- _Exercise_
In the article below about Joe Biden and southern segregationists, which former senator did Biden bring up at the Tuesday night event?

- _Text excerpt_
•••

What Joe Biden apparently needs to learn about southern segregationists
Being able to be friends with Jim Crow Dixiecrats came at a terrible price
Joe Biden is still leading in the polls for the Democratic nomination, and for unclear reasons he keeps bringing up dead racist guys who used to be his pals. At an event Tuesday night, he again brought up former Senator James Eastland, a Mississippi Dixiecrat and die-hard racist. "I was in a caucus with James O. Eastland," he said. "He never called me 'boy" … he always called me 'son.'"
The point, apparently, was that the parties need to get back to the good old times when politicians from South and North could disagree with each other but still work together. But this reveals a gruesome misunderstanding of the political context in which that sort of thing was possible — namely, a tacit agreement among whites of all sections that American blacks would be a subordinate caste.
For starters, Biden appears to have garbled the anecdote, because it makes no sense at all. A white southern aristocrat in those days would have never called another white man "boy," as that was a derogatory term indicating the place of black men in the Jim Crow status rankings. As Martin Luther King, Jr. once wrote about his own experience, under American apartheid, "your middle name becomes 'boy' (however old you are)[.]" And as Angus Johnston described on Twitter, Biden has told similar fond anecdotes about Eastland in the past, only recounting that he called Biden "son" instead of "senator." That makes a great deal more sense — though as Esther Wang notes, it's still indicating relative status within the white community, not just some term of endearment. A southern good old boy wouldn't call an equal "son."

•••

- _Extracted information_

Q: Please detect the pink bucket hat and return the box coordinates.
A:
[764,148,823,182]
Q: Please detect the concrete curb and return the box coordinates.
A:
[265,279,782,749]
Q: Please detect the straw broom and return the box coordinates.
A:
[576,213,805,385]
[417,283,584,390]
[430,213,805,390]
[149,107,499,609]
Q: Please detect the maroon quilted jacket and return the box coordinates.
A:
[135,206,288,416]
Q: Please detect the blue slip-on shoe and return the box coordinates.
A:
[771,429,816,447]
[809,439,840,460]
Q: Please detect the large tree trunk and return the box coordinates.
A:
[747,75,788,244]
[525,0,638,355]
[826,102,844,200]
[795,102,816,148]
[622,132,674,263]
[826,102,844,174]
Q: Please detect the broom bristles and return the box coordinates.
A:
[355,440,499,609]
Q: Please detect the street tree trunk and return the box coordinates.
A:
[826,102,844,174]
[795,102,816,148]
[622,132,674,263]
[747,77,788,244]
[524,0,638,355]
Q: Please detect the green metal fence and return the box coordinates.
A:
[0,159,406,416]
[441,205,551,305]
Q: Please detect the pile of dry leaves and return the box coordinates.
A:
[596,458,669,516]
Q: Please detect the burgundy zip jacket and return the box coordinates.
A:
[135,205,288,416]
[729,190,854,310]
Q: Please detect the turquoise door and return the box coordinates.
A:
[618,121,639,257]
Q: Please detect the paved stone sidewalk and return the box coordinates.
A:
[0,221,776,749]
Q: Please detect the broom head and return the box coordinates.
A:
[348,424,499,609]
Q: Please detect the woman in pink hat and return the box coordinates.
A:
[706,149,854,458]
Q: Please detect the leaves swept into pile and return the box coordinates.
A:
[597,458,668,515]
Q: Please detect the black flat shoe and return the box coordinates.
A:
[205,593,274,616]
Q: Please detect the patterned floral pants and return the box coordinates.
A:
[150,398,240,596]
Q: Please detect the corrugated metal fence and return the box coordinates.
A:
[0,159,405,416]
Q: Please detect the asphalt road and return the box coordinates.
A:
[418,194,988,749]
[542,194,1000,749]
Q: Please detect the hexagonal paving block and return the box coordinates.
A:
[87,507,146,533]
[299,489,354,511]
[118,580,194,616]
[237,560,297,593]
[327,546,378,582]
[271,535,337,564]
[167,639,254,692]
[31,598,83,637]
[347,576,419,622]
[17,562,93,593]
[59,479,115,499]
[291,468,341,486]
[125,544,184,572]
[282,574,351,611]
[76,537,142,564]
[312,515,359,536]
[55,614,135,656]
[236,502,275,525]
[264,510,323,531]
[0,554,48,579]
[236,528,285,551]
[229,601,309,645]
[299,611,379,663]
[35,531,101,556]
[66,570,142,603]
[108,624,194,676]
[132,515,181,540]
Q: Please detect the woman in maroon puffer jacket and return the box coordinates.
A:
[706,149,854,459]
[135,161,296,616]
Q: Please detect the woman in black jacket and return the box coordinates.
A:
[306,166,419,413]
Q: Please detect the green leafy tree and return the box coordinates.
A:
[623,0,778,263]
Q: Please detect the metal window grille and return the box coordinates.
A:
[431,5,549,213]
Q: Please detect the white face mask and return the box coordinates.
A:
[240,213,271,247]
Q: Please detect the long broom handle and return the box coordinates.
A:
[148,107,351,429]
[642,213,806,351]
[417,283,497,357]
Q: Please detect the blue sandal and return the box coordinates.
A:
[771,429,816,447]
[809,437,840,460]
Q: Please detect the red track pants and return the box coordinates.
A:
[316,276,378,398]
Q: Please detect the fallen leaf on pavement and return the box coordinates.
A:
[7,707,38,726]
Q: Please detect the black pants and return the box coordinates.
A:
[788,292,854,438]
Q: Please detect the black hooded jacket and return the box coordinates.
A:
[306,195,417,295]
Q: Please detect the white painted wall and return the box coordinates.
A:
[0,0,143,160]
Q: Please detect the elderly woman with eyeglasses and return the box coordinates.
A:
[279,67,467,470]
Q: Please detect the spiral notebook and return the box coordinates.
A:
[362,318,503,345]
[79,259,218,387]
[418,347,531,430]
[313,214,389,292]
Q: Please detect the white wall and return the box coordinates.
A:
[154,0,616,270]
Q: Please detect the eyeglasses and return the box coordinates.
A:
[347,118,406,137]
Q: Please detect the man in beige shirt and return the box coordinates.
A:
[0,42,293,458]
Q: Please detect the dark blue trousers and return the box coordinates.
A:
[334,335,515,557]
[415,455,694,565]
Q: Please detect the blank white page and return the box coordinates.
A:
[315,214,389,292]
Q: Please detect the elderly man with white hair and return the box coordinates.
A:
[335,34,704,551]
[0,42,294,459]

•••

- _Result_
James O. Eastland, a Mississippi Dixiecrat.